> _What the task asks_
Line for line, return the data exactly, omitting all pictures.

╭─ Working data

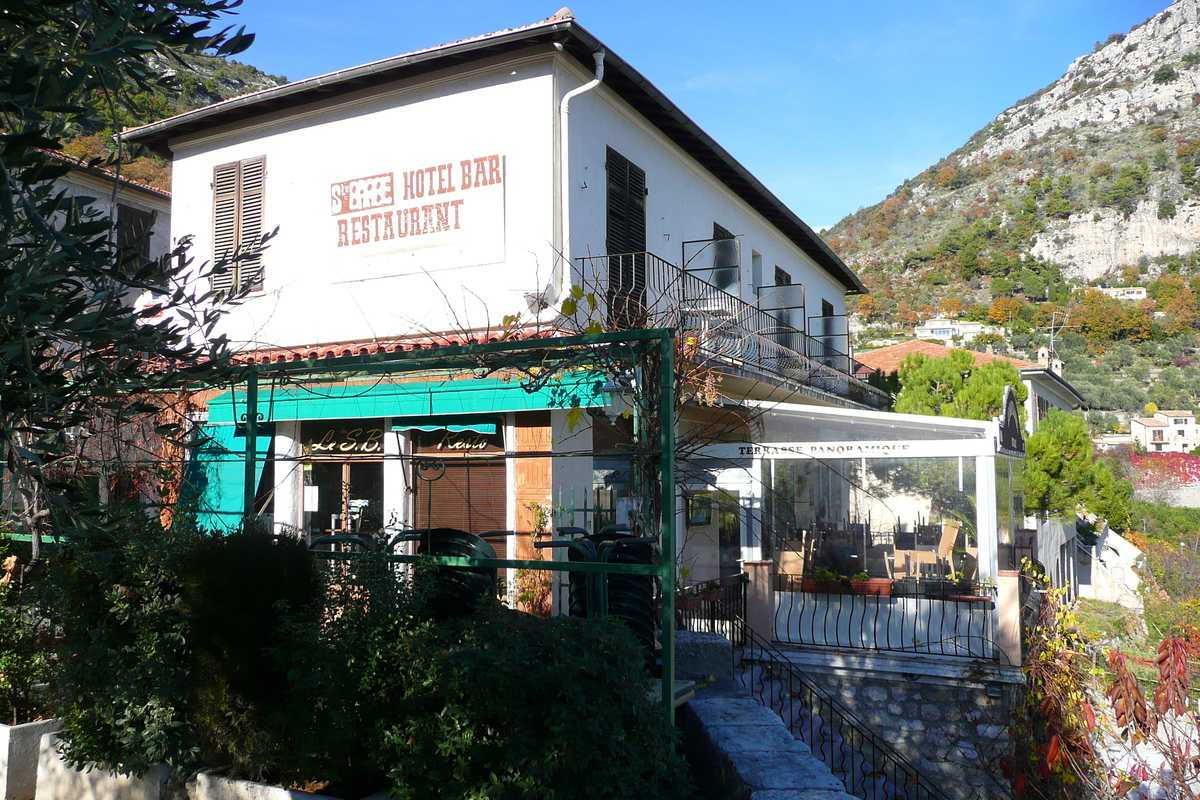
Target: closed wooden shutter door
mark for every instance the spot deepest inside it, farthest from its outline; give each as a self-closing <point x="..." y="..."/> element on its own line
<point x="253" y="179"/>
<point x="469" y="497"/>
<point x="625" y="241"/>
<point x="225" y="224"/>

╰─

> _Worked solution_
Target: closed wooden shutter door
mark for every instance the spot deepest inside it, farthest from its outline; give each as a self-closing <point x="..." y="..."/> element on its own line
<point x="253" y="179"/>
<point x="469" y="497"/>
<point x="625" y="241"/>
<point x="225" y="224"/>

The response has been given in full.